(Stored records)
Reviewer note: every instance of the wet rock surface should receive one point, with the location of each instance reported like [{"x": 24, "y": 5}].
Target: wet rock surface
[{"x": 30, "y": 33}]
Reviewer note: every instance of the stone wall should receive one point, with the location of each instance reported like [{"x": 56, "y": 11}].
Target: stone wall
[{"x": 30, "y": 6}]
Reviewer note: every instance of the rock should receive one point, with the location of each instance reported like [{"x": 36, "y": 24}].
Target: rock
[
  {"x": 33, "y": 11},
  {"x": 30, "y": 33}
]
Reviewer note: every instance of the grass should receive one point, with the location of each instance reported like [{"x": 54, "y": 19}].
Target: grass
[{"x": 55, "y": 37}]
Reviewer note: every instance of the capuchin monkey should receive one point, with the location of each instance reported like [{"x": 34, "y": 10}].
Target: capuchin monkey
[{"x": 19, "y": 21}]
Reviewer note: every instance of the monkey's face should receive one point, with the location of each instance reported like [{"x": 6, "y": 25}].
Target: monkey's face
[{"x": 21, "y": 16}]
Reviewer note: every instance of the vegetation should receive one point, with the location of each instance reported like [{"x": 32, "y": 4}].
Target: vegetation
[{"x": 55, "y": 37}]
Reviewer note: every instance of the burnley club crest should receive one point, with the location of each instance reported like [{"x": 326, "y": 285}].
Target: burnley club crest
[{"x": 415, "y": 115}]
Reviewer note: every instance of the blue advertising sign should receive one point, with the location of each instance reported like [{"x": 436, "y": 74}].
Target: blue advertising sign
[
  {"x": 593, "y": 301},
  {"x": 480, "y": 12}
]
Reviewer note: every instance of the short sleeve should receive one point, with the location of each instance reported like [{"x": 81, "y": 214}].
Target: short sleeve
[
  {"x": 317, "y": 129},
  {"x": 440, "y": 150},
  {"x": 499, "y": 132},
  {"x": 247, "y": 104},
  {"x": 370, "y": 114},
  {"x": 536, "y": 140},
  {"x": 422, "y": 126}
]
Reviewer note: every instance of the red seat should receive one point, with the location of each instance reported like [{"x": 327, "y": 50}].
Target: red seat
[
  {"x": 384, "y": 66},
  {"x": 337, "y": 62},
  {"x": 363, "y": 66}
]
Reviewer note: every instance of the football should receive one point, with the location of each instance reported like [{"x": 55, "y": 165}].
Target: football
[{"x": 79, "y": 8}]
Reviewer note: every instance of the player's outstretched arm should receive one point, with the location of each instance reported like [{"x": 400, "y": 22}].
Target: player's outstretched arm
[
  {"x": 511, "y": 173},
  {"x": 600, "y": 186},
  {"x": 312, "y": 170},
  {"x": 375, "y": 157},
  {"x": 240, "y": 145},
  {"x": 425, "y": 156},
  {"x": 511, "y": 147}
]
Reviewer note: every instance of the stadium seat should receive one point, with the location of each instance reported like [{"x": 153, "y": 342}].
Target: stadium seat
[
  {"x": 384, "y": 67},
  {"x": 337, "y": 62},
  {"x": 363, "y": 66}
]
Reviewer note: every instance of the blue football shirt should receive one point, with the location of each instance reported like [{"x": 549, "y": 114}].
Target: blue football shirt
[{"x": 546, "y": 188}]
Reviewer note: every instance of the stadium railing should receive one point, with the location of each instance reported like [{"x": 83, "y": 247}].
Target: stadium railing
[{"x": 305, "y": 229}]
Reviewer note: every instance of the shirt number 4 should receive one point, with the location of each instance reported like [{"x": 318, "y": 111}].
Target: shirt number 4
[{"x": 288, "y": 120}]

* [WHAT TO PRODUCE]: However many lines the data holds, return each one exactly.

* [COMPLETED EXERCISE]:
Reviewer note: every instance of the wet rock surface should receive one point, with the location of each instance reported like [{"x": 24, "y": 5}].
Target: wet rock surface
[{"x": 30, "y": 33}]
Reviewer note: every instance of the stone wall should receive one point, with the location of each instance reported like [{"x": 56, "y": 11}].
Target: stone wall
[{"x": 30, "y": 6}]
Reviewer note: every instance of the rock should receive one point, with the location of each instance reported like [{"x": 36, "y": 24}].
Target: rock
[
  {"x": 33, "y": 11},
  {"x": 30, "y": 33}
]
Reviewer note: every instance of the grass should receive one point, with the location of each instance reported like [{"x": 54, "y": 19}].
Target: grass
[{"x": 55, "y": 37}]
Reviewer note: every instance of the capuchin monkey should receive one point, with the location of each instance reported like [{"x": 34, "y": 10}].
Target: capuchin monkey
[{"x": 19, "y": 21}]
Reviewer note: every instance of the monkey's face should receive one point, with the location of each instance reported like [{"x": 6, "y": 25}].
Target: monkey's face
[{"x": 21, "y": 16}]
Reviewer note: every instance of the vegetation should receive one point, with the location of each instance reported like [{"x": 32, "y": 4}].
Target: vegetation
[{"x": 55, "y": 37}]
Reviewer note: every instance of the burnley club crest should receive one point, with the location of each instance reported like [{"x": 326, "y": 285}].
Target: burnley club crest
[{"x": 415, "y": 115}]
Reviewer note: every instance of the blue advertising sign should receive one point, with the location of each instance reported like [{"x": 436, "y": 74}].
Target: blue advertising sign
[
  {"x": 593, "y": 301},
  {"x": 480, "y": 12}
]
Reviewer note: every instance of the short sleeve should receive one point, with the location of each instance reported like [{"x": 81, "y": 214}].
Target: short sleeve
[
  {"x": 317, "y": 129},
  {"x": 440, "y": 150},
  {"x": 499, "y": 132},
  {"x": 247, "y": 104},
  {"x": 370, "y": 114},
  {"x": 536, "y": 140},
  {"x": 422, "y": 126}
]
Reviewer note: every instance of the red seat should receive one point, with the location of each instance reported like [{"x": 327, "y": 50}].
Target: red seat
[
  {"x": 384, "y": 66},
  {"x": 337, "y": 62},
  {"x": 363, "y": 66}
]
Reviewer note: every instance of the football should receive one point, with the location of each instance reported like [{"x": 55, "y": 165}].
Target: football
[{"x": 79, "y": 8}]
Reviewer note: every instance of the player's outstretched arm should receive one point, with the location of each instance reported like [{"x": 400, "y": 22}].
Target: player's outstretched arm
[
  {"x": 511, "y": 173},
  {"x": 600, "y": 186},
  {"x": 312, "y": 170},
  {"x": 375, "y": 157},
  {"x": 240, "y": 145},
  {"x": 425, "y": 156},
  {"x": 511, "y": 147}
]
Reviewer note: every instance of the stadium seat should receive one point, with the location of each instance reported like [{"x": 153, "y": 342}].
Target: stadium seat
[
  {"x": 384, "y": 67},
  {"x": 337, "y": 62},
  {"x": 363, "y": 66}
]
Reviewer note: every instance of the blue football shirt should receive one point, with the location of each instance reported like [{"x": 549, "y": 114}].
Target: blue football shirt
[{"x": 546, "y": 188}]
Reviewer note: every instance of the stadium railing should receive one point, with the location of each instance reported like [{"x": 83, "y": 247}].
Target: stadium railing
[{"x": 305, "y": 229}]
Reviewer note: every instance of the shirt number 4 should receive one point, with the location of each instance reported like [{"x": 318, "y": 111}].
Target: shirt number 4
[{"x": 288, "y": 120}]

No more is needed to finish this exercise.